Continue the Poets House visit essay, picking up after its final sentence.

--- BEGIN DOCUMENT SECTION ---

I like the name “Poets House” because—while probably intended to read as the possessive Poets’ House—the phrase instead asserts something rather nice about poets. Poets don't just browse and carouse: they house. And maybe, someday, they’ll house me.
I took advantage of their generosity earlier this week, when I spent several hours exploring the new Battery Park City site of Poets House. The building, which hugs the Hudson River, hosts an extensive poetry library as well as events and exhibitions. With the help of staffers Jane Preston and Maggie Balistreri, I found some remarkable books, most of which seemed to concern themselves with food. (Perhaps these caught my eye because of the extraordinary hunger that afflicted me during my visit.)
I devoured a thick red paperback of poems by Robert DeNiro (“These poems are by Robert DeNiro, the painter,” the book clarifies, “not to be confused with Robert DeNiro, the actor, his son”), chewing on its sometimes questionable stanzas. In a poem called “Stella Artois,” DeNiro père writes that in a café,
Behind the greenish lion
One is next to the cinema
The cinema we cry in.
A book from the home of Stanley Kunitz, who co-founded Poets House in 1985, reveals seating arrangements and menus for private dinners. (According to the scrawl within, veal scallopini, rice, bread, salad, and something called “potato whip mixture etc.,” or perhaps “prune whip mixture etc.,” or even “prawn whip mixture etc.,” would fill the stomachs of writers Alastair Reid, Arthur A. Cohen, and other guests one February night in 1979.)
An early edition of the Alice B. Toklas Cook Book provides Toklas’s recipes and reminiscences. She served “bass for Picasso” when the artist stopped by the apartment she shared with Gertrude Stein. She’d designed the fish with red mayonnaise, bits of egg, truffles, and fines herbes. “Picasso exclaimed at its beauty,” she reports. “But, said he, should it not rather have been made in honor of Matisse than of me.” Just what this signifies about the quality of the fish-art is left to the reader’s imagination.

--- END DOCUMENT SECTION ---
--- BEGIN DATA EXTRACT ---

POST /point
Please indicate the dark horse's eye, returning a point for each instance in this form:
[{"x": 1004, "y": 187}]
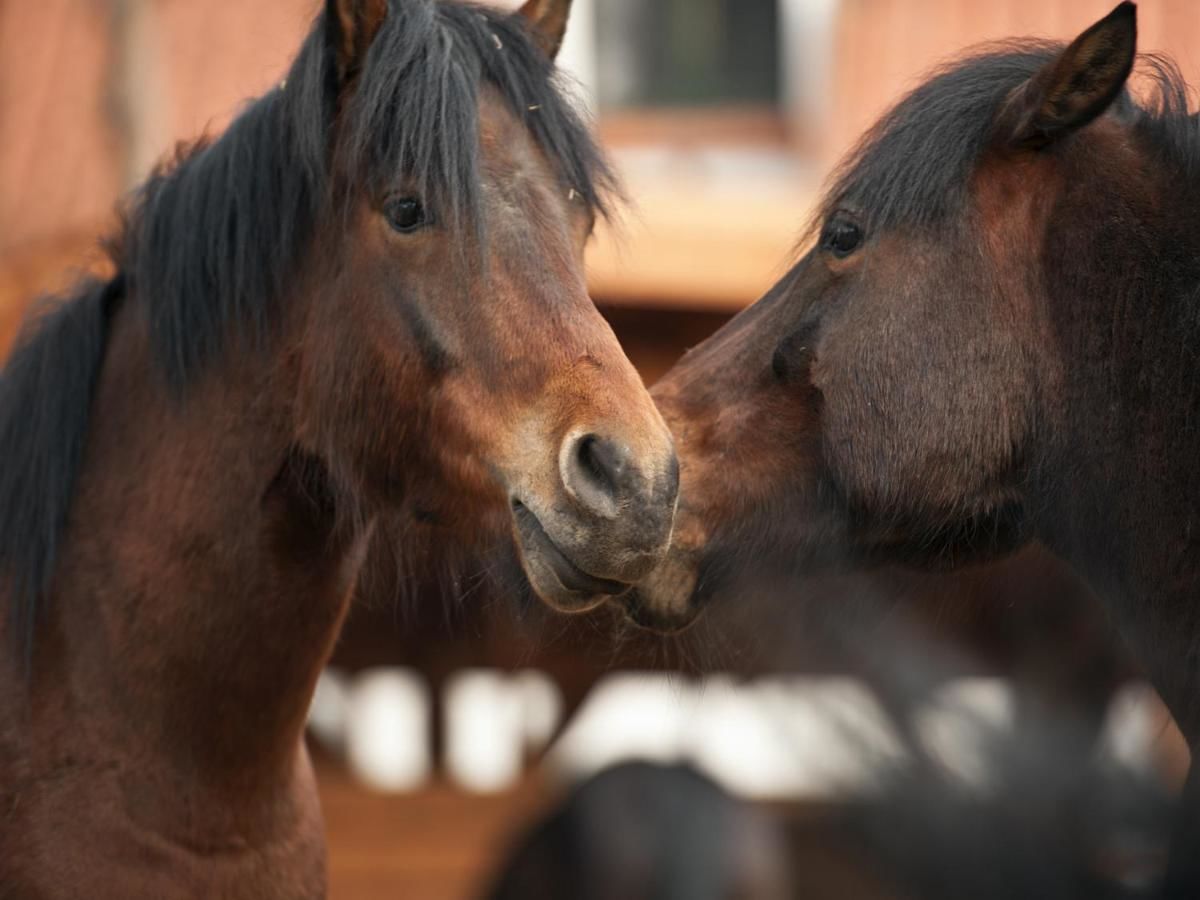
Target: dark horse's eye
[
  {"x": 841, "y": 238},
  {"x": 406, "y": 215}
]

--- END DATA EXTRACT ---

SOLVED EXERCISE
The cooking section of the library features such titles as Spud Songs: An Anthology of Potato Poems.
My favorite by far, however, was John Keats’s Porridge: Favorite Recipes of American Poets. The title stems from a Browning couplet -- “Who fished the murex up? / What porridge had John Keats?” -- that must also have inspired Galway Kinnell’s poem “Oatmeal.” Unnerved by the glutinous swamp in his bowl, Kinnell invited long-dead John Keats to join him for breakfast, and enjoyed congenial conversation:
Yesterday morning, for instance, Keats told me about writing the "Ode to a Nightingale."
He had a heck of a time finishing it--those were his words--"Oi 'ad
a 'eck of a toime," he said, more or less, speaking through
his porridge.
So what can we learn from Porridge with John Keats?
It depends on whom you ask. John Hollander’s recipe for “Potage du Soir Carroll” instructs: “In 6 qts. of dew, simmer together: a good-sized shank of the afternoon, a peeled shadow, some exhaustion, and a bouquet garni of pillow, litany, oaten stop and, if available, sullen horn.” Robert Penn Warren recommends two ounces of Jack Daniels, four ounces of water, two ice cubes, and a half hour “in which to meditate on the goodness of God.”
I meditated on that concept over lunch. The menu was cucumbers, curiosity, and regret.
Abigail Deutsch, the winner of Poetry magazine's 2010 Editors Prize for Reviewing, lives in New York...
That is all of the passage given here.